(Beginning of TEXT PROVIDED)

WASHINGTON: After squabbling in recent months over their roles in assisting the world’s poorest countries the World Bank and the International Monetary Fund are close to an agreement that delineates their functions more sharply, their officials said today.
The L.M.F.’s board has already discussed the outlines of the pact, which establishes areas of primacy for each institution. Bank officials said they expect to send the accord to their board soon.
The disputes have arisen from an overlapping of functions in recent years. The World Bank has begun making short term loans to help countries over immediate balance of payments problems an area that had been the domain of the IMF. For its part the IMF has been moving into the bank’s territory by dabbling in longer term development financing.
“It is desirable to have this fully resolved in connection with our debt function,” a senior bank official said.
This weekend the 151 member Governments of both Washington based agencies are sending finance ministers and central bankers here for a review of global economic issues, including a new strategy for helping ease the debt burden of third world countries. The IMF and the World Bank are expected to play essential roles in the new strategy.
The tensions between the IMF and the World: Bank which reached a crucial stage last year over a World Bank loan to Argentina have been an embarrassment to both organizations which were founded after World War II to promote global economic growth.

(End of TEXT PROVIDED)

▶ **EXERCISES TO COMPLETE**
A: Please list each statement that the World Bank–IMF article attributes to officials, noting who made it.
B: Pick up the World Bank–IMF article after its final sentence and continue it.

(Beginning of SOURCE MATERIAL)

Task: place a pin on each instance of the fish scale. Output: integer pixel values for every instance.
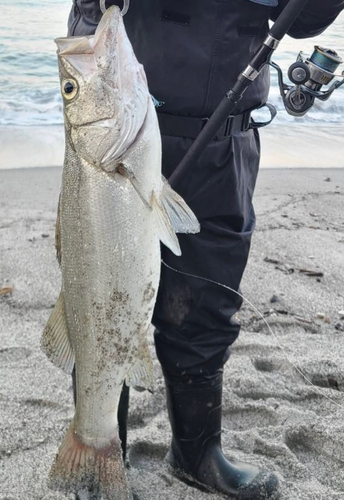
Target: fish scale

(End of SOURCE MATERIAL)

▶ **ANSWERS BY ITEM**
A:
- Officials of the two institutions said the World Bank and the International Monetary Fund are close to an agreement that delineates their functions more sharply.
- Bank officials said they expect to send the accord to their board soon.
- A senior bank official said, "It is desirable to have this fully resolved in connection with our debt function."

B:
Both prefer to settle their differences rather than have an accord imposed from the outside which could involve a merger, something the organizations have resisted for years.
The agreement follows lines laid down by a committee of senior finance officials of the 10 leading industrial countries headed by Lamberto Dini, governor of the central bank of Italy. The committee recommended that the IMF retain primacy in exchange rate fiscal and monetary matters, while the bank lead in investment areas.
The bank traditionally makes loans at below market interest rates for the basic investment needs of poorer countries, like schools, hospitals, farms roads and ports. But increasingly it has been making shorter term loans to aid a nation’s general economy. These loans have conditions attached about the nation’s economic policy.
The IMF which traditionally helps countries deal with short term problems with their balance of payments has recently been providing loans for economic development also with policy conditions attached.